## [DOCUMENT EXCERPT]
## Begin

2

I am using GNU tar to process a tar(layer of a docker image) to modify some jars in that. I am doing:

  • save image to disk as tar
  • extract it, so I have each layer in a dir
  • enter each layer, I have a layer.tar, a json and a VERSION
  • iterate all */*.jar file in layer.tar, trying to find some class file
  • if I found them, extract the jar with file tree structure, remove the class file from it, and put it back to layer.tar, overwriting the original jar
  • package each layer back to a new tar, use docker to load it and push later(not done yet)

I created a script for this, which almost does the work, but with 2 jars one besides another, one with the class to remove, and another without it.

#!/bin/bash

# tar needs find to package without ".". u for update, c for create
function pack_all_without_period() {
    find $1 -printf "%P\n" -type f -o -type l -o -type d | sudo tar -$3vf $2 --no-recursion -C $1 -T -
}

if [ -z $1 ]; then
    printf "Save the image as tar, extract, and enter each layer to remove the vulnerable classes(JMSAppender/SocketServer/SimpleSocketServer)\nPlease provide the image name. \n"
    exit 1
fi
dir="log4j-1.x-fix"
image_tar=amq-image-to-fix.tar
if [ ! -d $dir ]; then 
    mkdir $dir
fi
# save image to tar
docker save $1 -o $image_tar
# extract tar
tar xf $image_tar -C $dir
# each layer is extracted to a folder, each folder has a "layer.tar". 
# Go into each folder, extract `layer.tar`, and use `jar` to remove the classes
# and package them back to `layer.tar` (-a to append), and delete the extracted folders.
# at last, package all layers + manifest.json and so back into another tar, WITHOUT COMPRESSION
cd $dir
# enter layer and exit
for layer in */; do
    echo Processing layer $layer
    cd $layer
    # tar does not support overwrite, as tape cannot be overwritten; so I wanted to remove the original jar from tar, 
    # then append it back with tar -u/-A/-r; but then I found tar --delete is extremely slow(by design)
    # so at last I have to extract all files and package them back
    mkdir temp
    sudo tar --extract --directory=temp --file layer.tar --wildcards "*.jar"   # file tree is preserved, so package them back is easy
    if [[ $? -eq 0 ]]; then 
        for f in $(find . -mindepth 2 -name "*.jar" -not -type l -printf "%P\n"); do # exclude jolokia.jar(link)
            sudo jar -tvf $f | grep -E "(*JMSAppender*.class|*SocketServer.class|*log4j*.class)"
            if [[ $? -eq 0 ]]; then
                echo Found classes in $f
                read -p "Do you want to remove these classes? (Y/N) " option
                if [[ $option == 'Y' || $option == 'y' ]]; then
                    echo Removing class file from $f
                    sudo zip -d $f "*JMSAppender.class" "*SocketServer.class" "*SimpleSocketServer.class"

## End

## [DATA EXTRACT]
## Begin

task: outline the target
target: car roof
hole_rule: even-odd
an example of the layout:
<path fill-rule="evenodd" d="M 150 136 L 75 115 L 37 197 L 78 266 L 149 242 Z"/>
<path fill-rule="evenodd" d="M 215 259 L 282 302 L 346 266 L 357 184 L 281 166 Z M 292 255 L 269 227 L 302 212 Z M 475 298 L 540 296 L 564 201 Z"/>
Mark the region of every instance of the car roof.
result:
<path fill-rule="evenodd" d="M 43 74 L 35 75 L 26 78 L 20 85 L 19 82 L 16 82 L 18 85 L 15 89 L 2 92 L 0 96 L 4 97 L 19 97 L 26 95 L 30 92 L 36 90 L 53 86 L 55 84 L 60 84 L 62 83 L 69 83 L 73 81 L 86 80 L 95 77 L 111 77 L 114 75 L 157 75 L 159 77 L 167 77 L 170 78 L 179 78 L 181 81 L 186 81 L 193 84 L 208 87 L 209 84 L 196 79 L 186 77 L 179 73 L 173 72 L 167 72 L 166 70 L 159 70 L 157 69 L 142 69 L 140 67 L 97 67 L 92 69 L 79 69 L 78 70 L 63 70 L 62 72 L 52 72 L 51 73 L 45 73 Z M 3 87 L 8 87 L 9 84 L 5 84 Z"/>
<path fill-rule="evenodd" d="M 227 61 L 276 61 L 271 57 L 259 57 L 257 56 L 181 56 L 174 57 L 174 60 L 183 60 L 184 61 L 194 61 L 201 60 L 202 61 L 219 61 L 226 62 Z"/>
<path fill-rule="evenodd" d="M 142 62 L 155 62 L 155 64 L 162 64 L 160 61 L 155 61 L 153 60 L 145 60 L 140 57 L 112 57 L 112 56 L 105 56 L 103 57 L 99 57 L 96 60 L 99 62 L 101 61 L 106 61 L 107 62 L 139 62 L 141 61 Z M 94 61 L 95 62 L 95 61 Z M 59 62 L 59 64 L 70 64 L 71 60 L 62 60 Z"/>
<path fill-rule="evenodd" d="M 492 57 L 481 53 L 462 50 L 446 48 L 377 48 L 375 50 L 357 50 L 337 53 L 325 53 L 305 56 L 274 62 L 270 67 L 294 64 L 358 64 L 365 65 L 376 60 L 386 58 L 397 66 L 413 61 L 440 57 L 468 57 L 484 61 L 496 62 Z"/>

## End

## [WRITTEN REQUEST]
In the post on removing class files from jars inside Docker image layers, why does the script extract the files and package them back rather than replace the jar inside layer.tar? Answer in one to three sentences.

## [PROBLEM SOLUTION]
Tar cannot overwrite a file in an archive because tape cannot be overwritten, so the author first planned to remove the original jar and then append the new one. That approach failed because tar --delete is extremely slow by design, which left extracting all files and packaging them back as the remaining option.